◆ **Exercise instructions**
Check each line of the material below for "patch" and copy those where it appears.

◆ **The data**

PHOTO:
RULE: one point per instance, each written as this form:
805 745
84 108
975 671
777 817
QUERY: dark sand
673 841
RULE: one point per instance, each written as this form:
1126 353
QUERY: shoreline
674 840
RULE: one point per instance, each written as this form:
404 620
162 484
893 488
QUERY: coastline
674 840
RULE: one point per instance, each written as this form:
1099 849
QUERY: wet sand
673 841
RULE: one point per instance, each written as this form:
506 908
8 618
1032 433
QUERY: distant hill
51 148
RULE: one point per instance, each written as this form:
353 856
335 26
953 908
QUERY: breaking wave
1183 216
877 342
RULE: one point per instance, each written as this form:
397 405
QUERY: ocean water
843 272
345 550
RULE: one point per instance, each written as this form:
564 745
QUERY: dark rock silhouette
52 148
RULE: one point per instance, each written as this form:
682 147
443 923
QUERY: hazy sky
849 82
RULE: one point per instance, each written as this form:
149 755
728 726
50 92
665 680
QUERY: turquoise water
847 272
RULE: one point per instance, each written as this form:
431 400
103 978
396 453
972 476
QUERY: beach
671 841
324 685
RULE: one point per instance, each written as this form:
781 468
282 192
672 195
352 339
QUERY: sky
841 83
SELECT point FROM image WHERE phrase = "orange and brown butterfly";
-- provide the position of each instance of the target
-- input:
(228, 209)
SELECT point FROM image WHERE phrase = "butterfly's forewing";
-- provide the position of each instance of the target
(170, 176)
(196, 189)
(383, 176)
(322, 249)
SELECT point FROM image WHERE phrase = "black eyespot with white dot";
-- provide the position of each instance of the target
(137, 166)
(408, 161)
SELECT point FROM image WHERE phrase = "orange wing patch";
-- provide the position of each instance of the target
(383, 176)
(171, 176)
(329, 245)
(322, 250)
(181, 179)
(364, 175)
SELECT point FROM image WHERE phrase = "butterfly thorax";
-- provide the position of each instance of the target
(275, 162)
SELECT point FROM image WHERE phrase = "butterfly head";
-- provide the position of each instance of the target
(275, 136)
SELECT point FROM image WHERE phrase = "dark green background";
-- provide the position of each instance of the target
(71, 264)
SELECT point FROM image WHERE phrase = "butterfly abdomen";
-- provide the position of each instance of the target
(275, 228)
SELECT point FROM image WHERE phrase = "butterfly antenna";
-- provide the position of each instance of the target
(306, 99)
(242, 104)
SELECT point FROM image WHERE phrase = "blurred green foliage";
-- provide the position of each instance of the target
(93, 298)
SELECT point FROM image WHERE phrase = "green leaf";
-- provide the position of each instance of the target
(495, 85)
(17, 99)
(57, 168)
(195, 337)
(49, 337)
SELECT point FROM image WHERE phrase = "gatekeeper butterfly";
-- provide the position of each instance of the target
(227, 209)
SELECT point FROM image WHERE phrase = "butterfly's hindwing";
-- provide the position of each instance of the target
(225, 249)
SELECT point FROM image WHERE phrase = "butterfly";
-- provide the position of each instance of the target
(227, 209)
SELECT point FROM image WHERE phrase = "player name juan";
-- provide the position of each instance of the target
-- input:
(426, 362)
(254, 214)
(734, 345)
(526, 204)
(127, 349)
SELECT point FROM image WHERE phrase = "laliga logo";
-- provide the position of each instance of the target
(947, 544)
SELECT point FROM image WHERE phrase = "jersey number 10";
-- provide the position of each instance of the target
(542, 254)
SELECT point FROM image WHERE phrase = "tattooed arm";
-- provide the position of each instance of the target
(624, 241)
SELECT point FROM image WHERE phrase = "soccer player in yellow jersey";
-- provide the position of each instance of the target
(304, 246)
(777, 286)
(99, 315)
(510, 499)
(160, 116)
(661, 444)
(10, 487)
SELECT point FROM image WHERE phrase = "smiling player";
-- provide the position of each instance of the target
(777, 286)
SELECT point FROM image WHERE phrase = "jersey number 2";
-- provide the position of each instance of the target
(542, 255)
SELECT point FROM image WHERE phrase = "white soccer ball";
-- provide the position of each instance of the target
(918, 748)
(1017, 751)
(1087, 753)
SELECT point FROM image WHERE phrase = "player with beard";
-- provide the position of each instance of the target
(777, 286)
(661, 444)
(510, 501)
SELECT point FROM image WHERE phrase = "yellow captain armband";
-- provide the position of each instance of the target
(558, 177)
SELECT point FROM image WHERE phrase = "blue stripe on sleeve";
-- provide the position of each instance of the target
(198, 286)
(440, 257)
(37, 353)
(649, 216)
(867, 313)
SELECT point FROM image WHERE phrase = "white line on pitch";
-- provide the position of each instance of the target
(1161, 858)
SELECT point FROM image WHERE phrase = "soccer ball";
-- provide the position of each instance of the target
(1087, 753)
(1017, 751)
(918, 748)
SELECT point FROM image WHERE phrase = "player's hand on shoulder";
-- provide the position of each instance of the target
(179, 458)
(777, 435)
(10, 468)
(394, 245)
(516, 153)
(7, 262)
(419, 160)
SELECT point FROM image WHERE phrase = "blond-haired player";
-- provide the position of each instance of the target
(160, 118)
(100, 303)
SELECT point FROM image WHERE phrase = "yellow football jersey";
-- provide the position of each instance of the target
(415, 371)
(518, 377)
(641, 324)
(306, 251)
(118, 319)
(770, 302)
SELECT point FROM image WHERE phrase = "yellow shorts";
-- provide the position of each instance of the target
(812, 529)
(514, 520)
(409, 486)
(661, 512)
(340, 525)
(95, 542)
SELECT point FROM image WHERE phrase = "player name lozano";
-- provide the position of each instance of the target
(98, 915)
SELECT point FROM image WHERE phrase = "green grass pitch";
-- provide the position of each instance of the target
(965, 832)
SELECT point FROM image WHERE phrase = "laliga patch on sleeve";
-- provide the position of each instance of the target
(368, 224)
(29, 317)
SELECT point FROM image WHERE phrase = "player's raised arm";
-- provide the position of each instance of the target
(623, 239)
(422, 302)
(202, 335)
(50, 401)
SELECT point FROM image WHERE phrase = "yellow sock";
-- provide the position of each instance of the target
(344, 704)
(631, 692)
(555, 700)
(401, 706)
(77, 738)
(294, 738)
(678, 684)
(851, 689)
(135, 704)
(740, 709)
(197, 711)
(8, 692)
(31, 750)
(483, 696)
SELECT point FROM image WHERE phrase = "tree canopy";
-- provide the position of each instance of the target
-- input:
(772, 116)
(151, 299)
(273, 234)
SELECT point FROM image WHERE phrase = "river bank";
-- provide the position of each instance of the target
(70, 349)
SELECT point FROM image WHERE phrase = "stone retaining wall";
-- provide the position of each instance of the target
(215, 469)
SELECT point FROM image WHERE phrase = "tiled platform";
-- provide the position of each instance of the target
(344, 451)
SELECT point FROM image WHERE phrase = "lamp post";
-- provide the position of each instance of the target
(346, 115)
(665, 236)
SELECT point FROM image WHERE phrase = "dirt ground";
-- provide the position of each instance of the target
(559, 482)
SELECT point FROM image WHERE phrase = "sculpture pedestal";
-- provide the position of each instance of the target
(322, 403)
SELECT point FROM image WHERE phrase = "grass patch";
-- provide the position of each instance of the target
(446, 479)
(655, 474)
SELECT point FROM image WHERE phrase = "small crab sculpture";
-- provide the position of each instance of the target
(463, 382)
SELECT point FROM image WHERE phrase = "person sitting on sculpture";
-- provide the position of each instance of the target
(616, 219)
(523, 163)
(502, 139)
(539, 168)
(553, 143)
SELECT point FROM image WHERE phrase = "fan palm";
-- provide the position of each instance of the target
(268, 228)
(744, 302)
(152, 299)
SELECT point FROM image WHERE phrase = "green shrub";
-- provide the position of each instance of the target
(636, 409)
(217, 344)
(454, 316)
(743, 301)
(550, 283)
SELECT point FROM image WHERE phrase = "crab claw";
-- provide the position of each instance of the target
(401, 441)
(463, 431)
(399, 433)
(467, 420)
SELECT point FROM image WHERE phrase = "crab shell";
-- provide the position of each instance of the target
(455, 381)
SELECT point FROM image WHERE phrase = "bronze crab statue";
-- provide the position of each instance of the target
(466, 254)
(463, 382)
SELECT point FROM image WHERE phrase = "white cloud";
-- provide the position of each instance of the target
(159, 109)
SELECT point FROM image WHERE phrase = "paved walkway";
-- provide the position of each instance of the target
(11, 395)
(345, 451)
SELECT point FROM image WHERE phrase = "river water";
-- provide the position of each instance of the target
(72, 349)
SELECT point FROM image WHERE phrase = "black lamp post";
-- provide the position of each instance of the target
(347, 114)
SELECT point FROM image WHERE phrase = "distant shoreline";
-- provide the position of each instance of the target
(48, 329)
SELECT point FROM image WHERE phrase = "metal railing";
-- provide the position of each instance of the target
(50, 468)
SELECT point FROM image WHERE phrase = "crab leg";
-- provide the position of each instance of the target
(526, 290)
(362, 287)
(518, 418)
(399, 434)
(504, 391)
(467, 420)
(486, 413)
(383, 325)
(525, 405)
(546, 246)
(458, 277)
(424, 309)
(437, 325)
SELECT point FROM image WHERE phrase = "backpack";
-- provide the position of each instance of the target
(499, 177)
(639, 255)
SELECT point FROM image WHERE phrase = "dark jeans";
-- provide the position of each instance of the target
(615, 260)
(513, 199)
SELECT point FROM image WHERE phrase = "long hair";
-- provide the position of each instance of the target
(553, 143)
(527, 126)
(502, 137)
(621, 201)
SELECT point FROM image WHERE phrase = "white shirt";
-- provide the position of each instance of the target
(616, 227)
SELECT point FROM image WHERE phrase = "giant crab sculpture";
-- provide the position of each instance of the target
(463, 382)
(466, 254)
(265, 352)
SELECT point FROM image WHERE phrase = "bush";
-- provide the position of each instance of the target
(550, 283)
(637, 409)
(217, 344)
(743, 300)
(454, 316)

◆ **Expected answer**
SELECT point FROM image WHERE phrase = "orange wing patch";
SELECT point FROM image WHERE phrase = "laliga patch on sleeve";
SELECT point FROM image WHERE phrase = "grass patch";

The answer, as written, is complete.